Textauszug:
Umstrittenes Urteil zur Sterbehilfe: Der Tod ist keine Therapie

Jeder hat das Recht, sich das Leben zu nehmen. Trotzdem hat der Staat Schutzpflichten. Die Richter fordern eine Diskussion, die überfällig ist. Ein Kommentar.

Ein Kommentar von Jost Müller-Neuhof

Ein Urteil über Leben und Tod ist gesprochen, das Folgen haben wird. Jedem Menschen steht demnach das Freiheitsrecht zu, sich zu töten. Niemandem ist deshalb ein Vorwurf zu machen. Vielmehr, so lautet die zentrale Maßgabe aus Karlsruhe, muss es möglich sein, sich dafür Hilfe zu holen – professionelle, auch medizinische. Das Urteil durchkreuzt die Absicht des Gesetzgebers, gerade solche Routinen zu verhindern. Es widersetzt sich christlichen Motiven, die den Suizid mit einem Tabu belegen. Kein Wunder, dass es Widerspruch auslöst; dass viele warnen, Menschen würden unter diesem Druck den Tod wählen, obwohl sich andere Auswege böten.

Aufgabe 1:
Ändere im Kommentar zur Sterbehilfe die Passage, die mit „Jeder hat das“ anfängt und nach „andere Auswege böten.“ aufhört, indem du „Richter“ durch „Verfassungsrichter“ ersetzt.
Aufgabe 2:
Prüfe, ob die folgenden Aussagen mit dem Kommentar zur Sterbehilfe übereinstimmen: (a) Jedem Menschen steht das Freiheitsrecht zu, sich zu töten. (b) Das Urteil entspricht der Absicht des Gesetzgebers. (c) Hilfe beim Suizid darf nach der Maßgabe aus Karlsruhe nicht medizinisch sein. Beantworte jede Aussage mit Ja oder Nein und zitiere die entscheidenden Worte des Kommentars.

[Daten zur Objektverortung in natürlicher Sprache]
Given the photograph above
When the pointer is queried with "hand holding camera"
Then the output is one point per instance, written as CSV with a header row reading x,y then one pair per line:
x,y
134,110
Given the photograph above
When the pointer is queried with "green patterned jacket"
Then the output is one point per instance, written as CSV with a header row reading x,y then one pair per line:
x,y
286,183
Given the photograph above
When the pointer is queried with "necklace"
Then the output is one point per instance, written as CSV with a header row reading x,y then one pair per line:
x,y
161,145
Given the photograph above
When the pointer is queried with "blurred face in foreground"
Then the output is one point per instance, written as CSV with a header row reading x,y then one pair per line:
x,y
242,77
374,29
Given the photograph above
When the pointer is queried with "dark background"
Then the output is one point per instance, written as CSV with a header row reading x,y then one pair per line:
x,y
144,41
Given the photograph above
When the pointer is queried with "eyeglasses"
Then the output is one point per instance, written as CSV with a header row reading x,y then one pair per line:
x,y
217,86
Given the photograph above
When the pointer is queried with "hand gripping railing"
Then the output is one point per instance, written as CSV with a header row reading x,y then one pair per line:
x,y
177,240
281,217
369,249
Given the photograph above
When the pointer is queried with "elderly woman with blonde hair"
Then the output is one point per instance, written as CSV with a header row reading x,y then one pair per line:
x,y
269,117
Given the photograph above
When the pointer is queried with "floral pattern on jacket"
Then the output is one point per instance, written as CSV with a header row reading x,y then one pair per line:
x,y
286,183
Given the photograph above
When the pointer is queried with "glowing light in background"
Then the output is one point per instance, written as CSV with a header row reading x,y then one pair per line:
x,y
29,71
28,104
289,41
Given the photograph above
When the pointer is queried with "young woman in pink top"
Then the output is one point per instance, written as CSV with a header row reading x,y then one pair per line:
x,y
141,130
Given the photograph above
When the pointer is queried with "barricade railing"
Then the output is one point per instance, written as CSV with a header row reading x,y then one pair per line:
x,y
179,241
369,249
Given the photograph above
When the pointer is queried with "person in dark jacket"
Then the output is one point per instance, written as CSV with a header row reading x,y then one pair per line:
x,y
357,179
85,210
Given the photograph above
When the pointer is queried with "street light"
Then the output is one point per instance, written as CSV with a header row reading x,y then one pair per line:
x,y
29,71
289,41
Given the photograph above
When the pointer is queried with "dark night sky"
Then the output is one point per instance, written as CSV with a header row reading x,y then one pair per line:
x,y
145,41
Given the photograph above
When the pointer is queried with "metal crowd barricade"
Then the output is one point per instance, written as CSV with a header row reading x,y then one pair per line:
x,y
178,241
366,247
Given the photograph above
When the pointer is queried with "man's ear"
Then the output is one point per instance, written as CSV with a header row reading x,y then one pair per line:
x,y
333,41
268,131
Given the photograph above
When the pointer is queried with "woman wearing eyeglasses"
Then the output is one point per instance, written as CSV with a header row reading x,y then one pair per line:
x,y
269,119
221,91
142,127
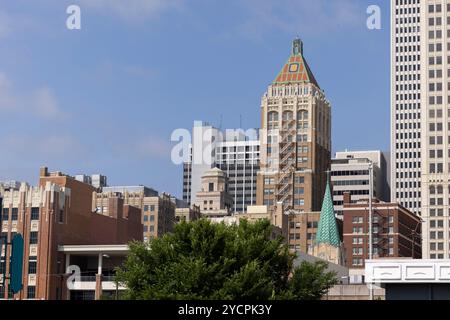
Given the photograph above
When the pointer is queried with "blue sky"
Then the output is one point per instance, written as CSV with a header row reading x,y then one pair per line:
x,y
106,98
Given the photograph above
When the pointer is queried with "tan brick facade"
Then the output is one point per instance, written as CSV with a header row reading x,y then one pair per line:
x,y
58,212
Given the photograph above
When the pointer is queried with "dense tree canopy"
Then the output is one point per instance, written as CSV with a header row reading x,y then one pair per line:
x,y
206,261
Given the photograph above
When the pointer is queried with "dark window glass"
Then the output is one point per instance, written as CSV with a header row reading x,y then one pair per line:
x,y
34,213
33,237
15,214
32,267
31,292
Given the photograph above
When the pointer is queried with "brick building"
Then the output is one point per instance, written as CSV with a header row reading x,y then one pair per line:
x,y
157,211
396,231
58,212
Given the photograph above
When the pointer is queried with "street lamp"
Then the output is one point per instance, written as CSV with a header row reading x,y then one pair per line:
x,y
370,221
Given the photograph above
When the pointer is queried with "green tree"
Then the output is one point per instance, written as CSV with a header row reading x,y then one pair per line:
x,y
202,260
311,281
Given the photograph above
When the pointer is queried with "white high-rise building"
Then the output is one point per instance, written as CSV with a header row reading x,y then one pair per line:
x,y
350,173
421,116
406,104
235,152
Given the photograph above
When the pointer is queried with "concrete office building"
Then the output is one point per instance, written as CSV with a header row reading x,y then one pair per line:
x,y
420,117
213,197
407,52
396,231
236,153
58,212
157,211
350,173
296,152
96,180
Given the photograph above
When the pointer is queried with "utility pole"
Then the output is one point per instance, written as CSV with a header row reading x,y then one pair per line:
x,y
370,221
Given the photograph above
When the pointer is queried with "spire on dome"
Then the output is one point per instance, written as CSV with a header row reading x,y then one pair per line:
x,y
296,69
328,232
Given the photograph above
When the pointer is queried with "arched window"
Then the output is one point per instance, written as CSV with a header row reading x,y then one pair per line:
x,y
273,116
288,115
272,120
302,115
432,190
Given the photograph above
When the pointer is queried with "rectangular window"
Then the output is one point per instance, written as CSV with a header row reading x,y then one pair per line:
x,y
33,237
32,267
15,214
5,214
31,292
34,213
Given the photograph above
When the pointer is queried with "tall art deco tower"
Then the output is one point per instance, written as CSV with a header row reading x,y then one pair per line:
x,y
296,139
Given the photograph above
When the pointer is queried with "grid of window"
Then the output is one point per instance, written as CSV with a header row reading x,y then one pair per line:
x,y
406,104
34,213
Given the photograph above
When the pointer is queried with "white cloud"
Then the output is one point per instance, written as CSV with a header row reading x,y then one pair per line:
x,y
300,16
41,102
45,147
134,9
151,147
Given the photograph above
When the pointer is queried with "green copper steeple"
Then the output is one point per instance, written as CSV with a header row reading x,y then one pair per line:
x,y
328,232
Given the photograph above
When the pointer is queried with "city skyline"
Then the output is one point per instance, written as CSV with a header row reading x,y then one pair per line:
x,y
79,106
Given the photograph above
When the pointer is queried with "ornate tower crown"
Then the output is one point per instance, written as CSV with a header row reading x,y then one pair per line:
x,y
296,70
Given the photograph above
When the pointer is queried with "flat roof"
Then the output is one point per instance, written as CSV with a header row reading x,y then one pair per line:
x,y
406,271
95,249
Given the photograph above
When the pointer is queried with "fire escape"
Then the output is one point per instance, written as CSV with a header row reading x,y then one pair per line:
x,y
382,243
287,164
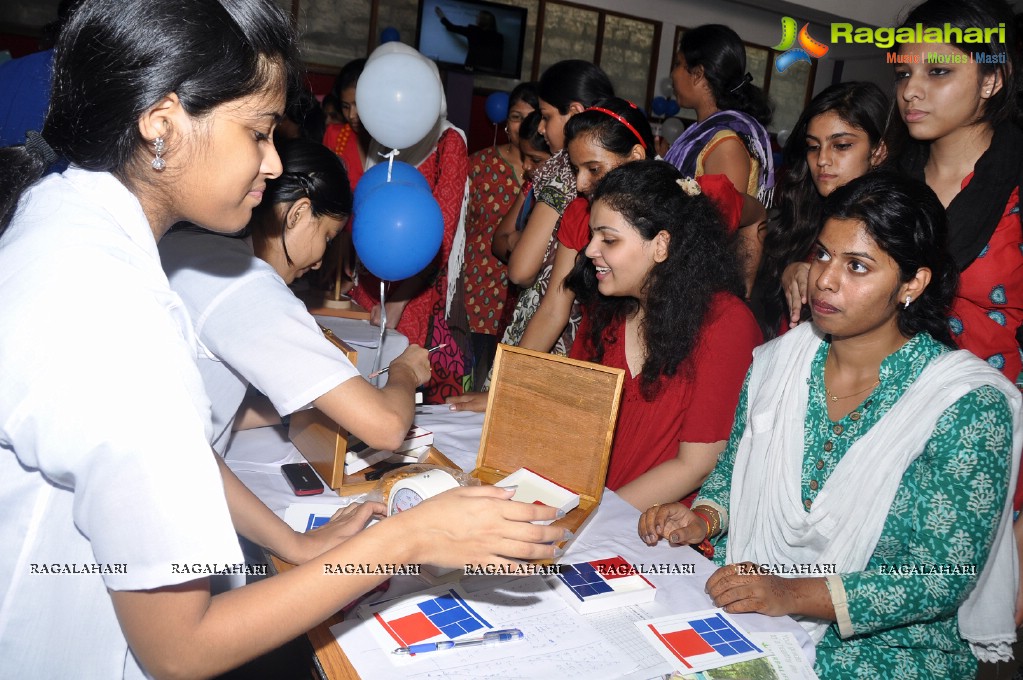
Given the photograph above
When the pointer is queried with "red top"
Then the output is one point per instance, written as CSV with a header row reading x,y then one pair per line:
x,y
987,309
493,187
698,409
574,232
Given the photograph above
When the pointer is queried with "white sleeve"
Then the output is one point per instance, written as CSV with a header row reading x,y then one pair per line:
x,y
259,328
110,405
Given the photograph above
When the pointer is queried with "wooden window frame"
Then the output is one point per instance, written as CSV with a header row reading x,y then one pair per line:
x,y
598,47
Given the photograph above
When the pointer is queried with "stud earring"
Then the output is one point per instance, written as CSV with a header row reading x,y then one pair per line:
x,y
159,164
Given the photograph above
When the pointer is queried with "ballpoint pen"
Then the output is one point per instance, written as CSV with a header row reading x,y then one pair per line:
x,y
506,635
384,370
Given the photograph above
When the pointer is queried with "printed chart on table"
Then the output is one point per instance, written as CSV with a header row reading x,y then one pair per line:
x,y
558,641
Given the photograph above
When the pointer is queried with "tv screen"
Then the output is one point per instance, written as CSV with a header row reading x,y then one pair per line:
x,y
477,36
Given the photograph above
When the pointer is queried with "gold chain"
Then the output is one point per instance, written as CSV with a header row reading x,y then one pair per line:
x,y
835,399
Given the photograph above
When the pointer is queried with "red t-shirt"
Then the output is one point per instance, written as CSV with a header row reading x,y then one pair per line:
x,y
574,232
698,409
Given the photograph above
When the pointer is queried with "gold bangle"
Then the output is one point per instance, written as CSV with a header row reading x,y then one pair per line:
x,y
714,517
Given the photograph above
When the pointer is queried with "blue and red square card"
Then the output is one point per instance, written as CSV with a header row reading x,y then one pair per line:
x,y
603,584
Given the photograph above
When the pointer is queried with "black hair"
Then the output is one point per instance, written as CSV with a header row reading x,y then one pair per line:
x,y
796,222
574,81
530,132
306,114
701,263
721,53
117,58
310,171
348,77
962,14
905,219
528,92
609,131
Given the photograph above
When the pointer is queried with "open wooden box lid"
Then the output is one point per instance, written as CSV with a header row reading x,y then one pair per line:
x,y
553,415
324,443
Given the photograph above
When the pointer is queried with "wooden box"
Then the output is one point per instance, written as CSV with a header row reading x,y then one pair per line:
x,y
556,416
324,443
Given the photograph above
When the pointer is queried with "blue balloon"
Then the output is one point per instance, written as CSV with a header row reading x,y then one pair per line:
x,y
398,231
375,176
497,107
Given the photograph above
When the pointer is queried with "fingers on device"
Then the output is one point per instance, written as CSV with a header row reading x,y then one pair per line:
x,y
303,479
411,491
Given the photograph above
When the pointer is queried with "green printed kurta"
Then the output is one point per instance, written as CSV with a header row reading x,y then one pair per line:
x,y
945,512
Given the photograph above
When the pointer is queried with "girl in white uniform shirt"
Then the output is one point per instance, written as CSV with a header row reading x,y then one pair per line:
x,y
252,329
107,485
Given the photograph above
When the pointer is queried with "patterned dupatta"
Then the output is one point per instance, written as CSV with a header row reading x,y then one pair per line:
x,y
685,150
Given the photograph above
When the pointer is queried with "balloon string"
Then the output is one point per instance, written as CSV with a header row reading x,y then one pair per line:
x,y
380,344
390,161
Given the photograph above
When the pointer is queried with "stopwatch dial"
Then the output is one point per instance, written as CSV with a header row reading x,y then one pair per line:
x,y
404,499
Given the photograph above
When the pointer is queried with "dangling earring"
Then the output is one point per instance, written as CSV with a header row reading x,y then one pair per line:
x,y
159,164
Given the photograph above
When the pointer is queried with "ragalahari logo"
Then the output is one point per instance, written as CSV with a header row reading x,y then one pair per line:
x,y
808,47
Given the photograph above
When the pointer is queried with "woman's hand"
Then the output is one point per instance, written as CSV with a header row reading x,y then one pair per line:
x,y
416,359
673,522
740,588
479,526
471,401
795,279
345,524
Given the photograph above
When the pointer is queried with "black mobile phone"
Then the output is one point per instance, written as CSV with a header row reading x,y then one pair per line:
x,y
303,479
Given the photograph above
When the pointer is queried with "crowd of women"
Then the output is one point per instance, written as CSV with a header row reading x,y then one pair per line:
x,y
819,358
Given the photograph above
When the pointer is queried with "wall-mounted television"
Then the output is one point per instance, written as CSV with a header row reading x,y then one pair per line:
x,y
473,35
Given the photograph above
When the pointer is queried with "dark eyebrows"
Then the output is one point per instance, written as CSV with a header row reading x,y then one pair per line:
x,y
848,254
835,136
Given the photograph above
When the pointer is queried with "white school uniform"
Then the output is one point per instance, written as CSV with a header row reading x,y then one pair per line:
x,y
104,425
251,328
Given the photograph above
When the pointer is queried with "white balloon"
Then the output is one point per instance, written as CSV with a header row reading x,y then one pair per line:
x,y
399,96
667,89
671,129
393,47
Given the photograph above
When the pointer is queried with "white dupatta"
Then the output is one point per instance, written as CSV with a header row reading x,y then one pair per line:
x,y
769,525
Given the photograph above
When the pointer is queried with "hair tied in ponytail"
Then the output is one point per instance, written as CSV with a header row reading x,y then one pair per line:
x,y
690,186
747,79
36,145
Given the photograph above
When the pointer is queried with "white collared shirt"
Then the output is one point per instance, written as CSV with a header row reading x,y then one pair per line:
x,y
250,327
103,429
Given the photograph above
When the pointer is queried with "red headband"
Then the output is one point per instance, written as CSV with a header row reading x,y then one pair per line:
x,y
621,120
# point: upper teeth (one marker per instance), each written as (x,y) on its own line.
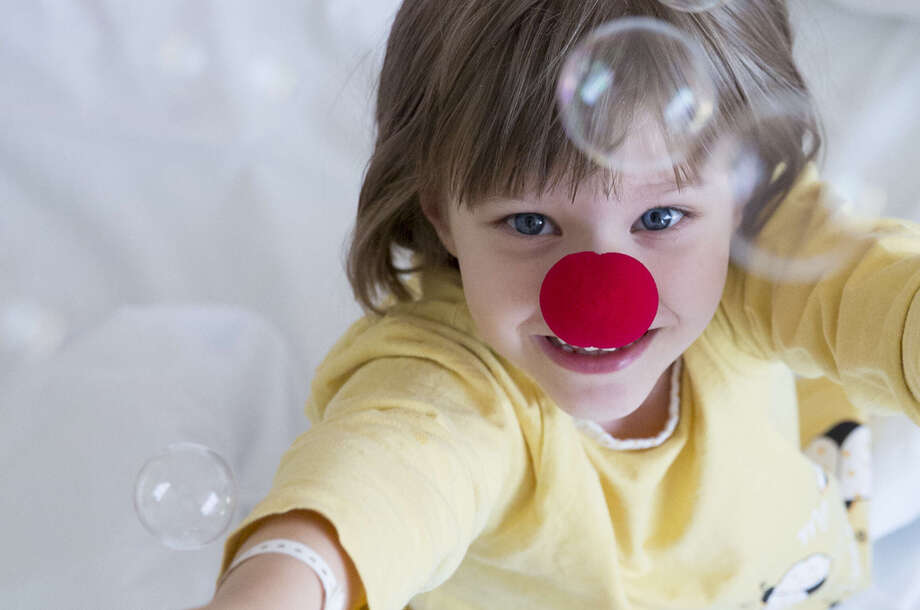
(581,350)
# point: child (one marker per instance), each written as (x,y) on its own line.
(461,457)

Lösung 1:
Jeder hat das Recht, sich das Leben zu nehmen. Trotzdem hat der Staat Schutzpflichten. Die Verfassungsrichter fordern eine Diskussion, die überfällig ist. Ein Kommentar.

Ein Kommentar von Jost Müller-Neuhof

Ein Urteil über Leben und Tod ist gesprochen, das Folgen haben wird. Jedem Menschen steht demnach das Freiheitsrecht zu, sich zu töten. Niemandem ist deshalb ein Vorwurf zu machen. Vielmehr, so lautet die zentrale Maßgabe aus Karlsruhe, muss es möglich sein, sich dafür Hilfe zu holen – professionelle, auch medizinische. Das Urteil durchkreuzt die Absicht des Gesetzgebers, gerade solche Routinen zu verhindern. Es widersetzt sich christlichen Motiven, die den Suizid mit einem Tabu belegen. Kein Wunder, dass es Widerspruch auslöst; dass viele warnen, Menschen würden unter diesem Druck den Tod wählen, obwohl sich andere Auswege böten.

Lösung 2:
(a) Ja: „Jedem Menschen steht demnach das Freiheitsrecht zu, sich zu töten.“
(b) Nein: „Das Urteil durchkreuzt die Absicht des Gesetzgebers, gerade solche Routinen zu verhindern.“
(c) Nein: „muss es möglich sein, sich dafür Hilfe zu holen – professionelle, auch medizinische.“